> Provided material:
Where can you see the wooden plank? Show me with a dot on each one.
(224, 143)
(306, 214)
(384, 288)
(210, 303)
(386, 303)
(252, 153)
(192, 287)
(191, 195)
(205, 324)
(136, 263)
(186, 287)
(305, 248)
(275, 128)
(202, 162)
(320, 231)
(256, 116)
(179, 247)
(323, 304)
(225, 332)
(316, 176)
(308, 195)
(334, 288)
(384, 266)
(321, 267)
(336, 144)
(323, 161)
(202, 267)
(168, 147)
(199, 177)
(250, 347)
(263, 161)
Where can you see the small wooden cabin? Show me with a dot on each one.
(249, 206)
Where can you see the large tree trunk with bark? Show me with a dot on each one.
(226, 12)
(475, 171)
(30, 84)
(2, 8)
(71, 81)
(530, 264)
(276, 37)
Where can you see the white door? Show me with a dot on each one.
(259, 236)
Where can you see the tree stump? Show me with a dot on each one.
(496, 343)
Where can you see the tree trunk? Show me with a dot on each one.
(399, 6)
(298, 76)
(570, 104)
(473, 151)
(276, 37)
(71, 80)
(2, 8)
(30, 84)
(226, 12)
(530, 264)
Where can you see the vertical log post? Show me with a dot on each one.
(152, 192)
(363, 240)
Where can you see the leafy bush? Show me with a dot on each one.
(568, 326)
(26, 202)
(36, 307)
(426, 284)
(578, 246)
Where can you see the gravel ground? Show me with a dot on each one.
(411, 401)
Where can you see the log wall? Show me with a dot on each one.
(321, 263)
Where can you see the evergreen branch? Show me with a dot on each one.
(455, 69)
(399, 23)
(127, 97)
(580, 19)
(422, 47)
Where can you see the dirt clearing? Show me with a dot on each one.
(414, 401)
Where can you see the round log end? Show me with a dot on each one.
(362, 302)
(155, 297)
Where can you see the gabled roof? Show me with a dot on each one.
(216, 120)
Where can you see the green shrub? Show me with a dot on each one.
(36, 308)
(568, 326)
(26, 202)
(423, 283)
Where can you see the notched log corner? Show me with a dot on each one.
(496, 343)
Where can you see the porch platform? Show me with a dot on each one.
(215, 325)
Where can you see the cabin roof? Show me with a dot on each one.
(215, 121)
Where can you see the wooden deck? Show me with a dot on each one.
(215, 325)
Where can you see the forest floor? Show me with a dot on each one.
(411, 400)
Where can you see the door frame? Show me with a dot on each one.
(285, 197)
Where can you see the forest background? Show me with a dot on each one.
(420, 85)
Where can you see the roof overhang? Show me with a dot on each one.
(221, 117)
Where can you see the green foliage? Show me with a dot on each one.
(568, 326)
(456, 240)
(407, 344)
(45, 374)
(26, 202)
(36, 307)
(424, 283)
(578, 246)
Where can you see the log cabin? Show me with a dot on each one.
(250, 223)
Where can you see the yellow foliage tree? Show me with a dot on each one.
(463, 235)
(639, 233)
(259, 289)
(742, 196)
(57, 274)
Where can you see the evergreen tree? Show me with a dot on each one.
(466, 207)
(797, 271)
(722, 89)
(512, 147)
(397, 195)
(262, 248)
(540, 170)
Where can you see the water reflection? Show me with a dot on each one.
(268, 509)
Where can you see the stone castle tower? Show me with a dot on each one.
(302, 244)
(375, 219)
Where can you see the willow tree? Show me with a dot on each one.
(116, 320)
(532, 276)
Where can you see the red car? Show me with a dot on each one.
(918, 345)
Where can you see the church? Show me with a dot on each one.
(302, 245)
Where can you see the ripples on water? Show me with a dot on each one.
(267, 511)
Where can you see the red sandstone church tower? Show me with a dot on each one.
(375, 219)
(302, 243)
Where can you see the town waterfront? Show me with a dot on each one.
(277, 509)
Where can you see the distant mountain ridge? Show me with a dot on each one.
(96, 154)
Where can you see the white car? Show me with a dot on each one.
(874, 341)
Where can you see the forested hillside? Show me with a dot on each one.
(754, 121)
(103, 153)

* * *

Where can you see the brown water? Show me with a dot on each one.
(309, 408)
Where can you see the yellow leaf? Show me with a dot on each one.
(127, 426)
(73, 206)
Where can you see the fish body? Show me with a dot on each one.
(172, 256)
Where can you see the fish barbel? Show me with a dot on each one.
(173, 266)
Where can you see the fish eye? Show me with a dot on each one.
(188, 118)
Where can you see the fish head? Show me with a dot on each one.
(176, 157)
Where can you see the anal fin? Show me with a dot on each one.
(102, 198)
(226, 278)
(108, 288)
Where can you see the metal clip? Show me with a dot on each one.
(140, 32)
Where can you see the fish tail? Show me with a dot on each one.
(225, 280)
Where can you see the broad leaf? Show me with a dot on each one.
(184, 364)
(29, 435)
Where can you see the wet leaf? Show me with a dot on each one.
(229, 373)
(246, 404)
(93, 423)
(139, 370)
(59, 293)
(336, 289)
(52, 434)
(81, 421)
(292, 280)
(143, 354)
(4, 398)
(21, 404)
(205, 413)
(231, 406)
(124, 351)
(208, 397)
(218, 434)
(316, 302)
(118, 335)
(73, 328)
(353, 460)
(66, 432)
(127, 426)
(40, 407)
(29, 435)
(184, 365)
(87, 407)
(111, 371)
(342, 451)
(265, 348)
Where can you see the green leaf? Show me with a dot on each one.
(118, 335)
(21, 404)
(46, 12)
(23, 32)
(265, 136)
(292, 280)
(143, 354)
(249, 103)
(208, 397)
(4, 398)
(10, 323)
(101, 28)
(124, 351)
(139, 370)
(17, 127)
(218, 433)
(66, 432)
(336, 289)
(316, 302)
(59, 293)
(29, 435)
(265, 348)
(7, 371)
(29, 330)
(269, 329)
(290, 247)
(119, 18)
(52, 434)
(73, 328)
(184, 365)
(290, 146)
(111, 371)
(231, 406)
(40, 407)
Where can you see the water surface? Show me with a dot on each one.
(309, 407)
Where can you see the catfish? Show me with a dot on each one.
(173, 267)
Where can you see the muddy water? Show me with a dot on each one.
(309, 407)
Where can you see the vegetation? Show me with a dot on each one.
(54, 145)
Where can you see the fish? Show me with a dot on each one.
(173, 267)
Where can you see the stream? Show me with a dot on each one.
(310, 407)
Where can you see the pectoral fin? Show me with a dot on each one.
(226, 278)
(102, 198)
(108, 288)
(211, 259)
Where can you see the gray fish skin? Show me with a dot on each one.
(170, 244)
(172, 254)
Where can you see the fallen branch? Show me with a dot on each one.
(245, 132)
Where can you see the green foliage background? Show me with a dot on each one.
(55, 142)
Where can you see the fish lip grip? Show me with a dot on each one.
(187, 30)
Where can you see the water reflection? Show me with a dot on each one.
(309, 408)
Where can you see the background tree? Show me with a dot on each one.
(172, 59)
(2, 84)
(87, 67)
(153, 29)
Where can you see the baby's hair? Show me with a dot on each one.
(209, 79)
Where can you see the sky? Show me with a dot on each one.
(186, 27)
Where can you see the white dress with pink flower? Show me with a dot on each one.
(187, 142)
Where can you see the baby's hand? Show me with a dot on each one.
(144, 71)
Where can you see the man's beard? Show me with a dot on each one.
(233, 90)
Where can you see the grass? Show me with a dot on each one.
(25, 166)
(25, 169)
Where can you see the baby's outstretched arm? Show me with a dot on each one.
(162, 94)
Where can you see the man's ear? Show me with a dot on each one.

---

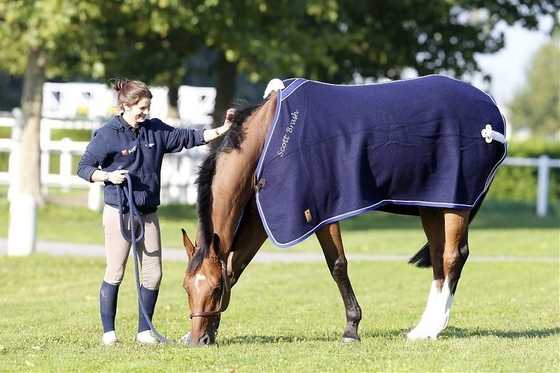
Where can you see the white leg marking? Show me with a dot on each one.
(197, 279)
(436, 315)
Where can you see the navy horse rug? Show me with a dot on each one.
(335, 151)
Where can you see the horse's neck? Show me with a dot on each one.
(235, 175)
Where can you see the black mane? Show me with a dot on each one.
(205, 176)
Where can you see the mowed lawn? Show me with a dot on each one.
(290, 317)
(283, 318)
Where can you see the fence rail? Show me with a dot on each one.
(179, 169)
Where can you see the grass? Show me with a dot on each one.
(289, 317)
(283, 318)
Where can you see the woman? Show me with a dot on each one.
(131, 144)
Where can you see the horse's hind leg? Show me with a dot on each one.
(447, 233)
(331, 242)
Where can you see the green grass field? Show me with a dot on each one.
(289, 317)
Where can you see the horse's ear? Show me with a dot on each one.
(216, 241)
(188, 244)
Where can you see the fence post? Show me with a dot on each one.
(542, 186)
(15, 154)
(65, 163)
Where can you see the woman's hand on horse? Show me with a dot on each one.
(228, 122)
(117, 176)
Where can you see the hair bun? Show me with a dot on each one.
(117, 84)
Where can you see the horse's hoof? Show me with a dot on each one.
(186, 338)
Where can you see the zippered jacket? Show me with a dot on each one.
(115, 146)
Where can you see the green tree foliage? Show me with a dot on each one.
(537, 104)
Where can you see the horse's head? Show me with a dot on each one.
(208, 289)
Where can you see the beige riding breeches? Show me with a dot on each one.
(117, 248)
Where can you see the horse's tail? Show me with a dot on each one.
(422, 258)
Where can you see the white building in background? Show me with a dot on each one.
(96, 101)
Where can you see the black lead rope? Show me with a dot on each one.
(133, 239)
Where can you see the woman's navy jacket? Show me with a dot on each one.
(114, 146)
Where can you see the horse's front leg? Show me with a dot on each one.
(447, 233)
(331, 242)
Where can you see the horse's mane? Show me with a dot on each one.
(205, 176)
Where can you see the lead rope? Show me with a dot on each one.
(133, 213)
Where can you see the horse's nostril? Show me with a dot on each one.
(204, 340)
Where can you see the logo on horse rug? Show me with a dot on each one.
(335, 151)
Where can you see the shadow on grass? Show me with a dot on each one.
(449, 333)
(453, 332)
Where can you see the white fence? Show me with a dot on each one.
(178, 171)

> Aim of the task:
Take the entries above and return only the lines from the one with "Where can you see the water surface?" to the one with "Where can you see the man's ear?", both included, unchanged.

> Written solution:
Where can you see the water surface? Show me with a dot on each one.
(309, 407)
Where can you see the catfish? Show me with a dot on each one.
(173, 267)
Where can you see the muddy water? Show me with a dot on each one.
(309, 407)
Where can you see the vegetation? Show me with a dot on each one.
(54, 145)
Where can you see the fish? Show me with a dot on each one.
(173, 267)
Where can you see the stream? Show me with a dot on each one.
(310, 407)
Where can you see the pectoral fin? Show me with a dot on each one.
(226, 278)
(102, 198)
(108, 288)
(211, 259)
Where can you see the gray fish skin? Show me with a dot on each one.
(170, 244)
(172, 254)
Where can you see the fallen branch? Show me with a dot on each one.
(245, 132)
Where can you see the green foliage background? Show me with a dot on each one.
(55, 142)
Where can you see the fish lip grip? Show me with a dot on each one.
(187, 30)
Where can you see the water reflection? Show me with a dot on each one.
(309, 408)
Where can you see the background tree? Show me with a dot on each one.
(172, 59)
(2, 84)
(87, 67)
(153, 29)
Where can you see the baby's hair? Show me with a dot on each one.
(209, 79)
Where can you see the sky? Show me with a dot on each one.
(186, 27)
Where can you see the white dress with pink flower? Show me with a dot on each one.
(187, 142)
Where can you see the baby's hand? Show me with a dot on each one.
(144, 71)
Where can you see the man's beard? Show me with a dot on each one.
(233, 90)
Where can you see the grass? Show me with a dot on each one.
(25, 166)
(25, 169)
Where can you see the baby's outstretched arm? Show me with a dot on each one.
(162, 94)
Where can you see the man's ear? Show me with a dot on each one.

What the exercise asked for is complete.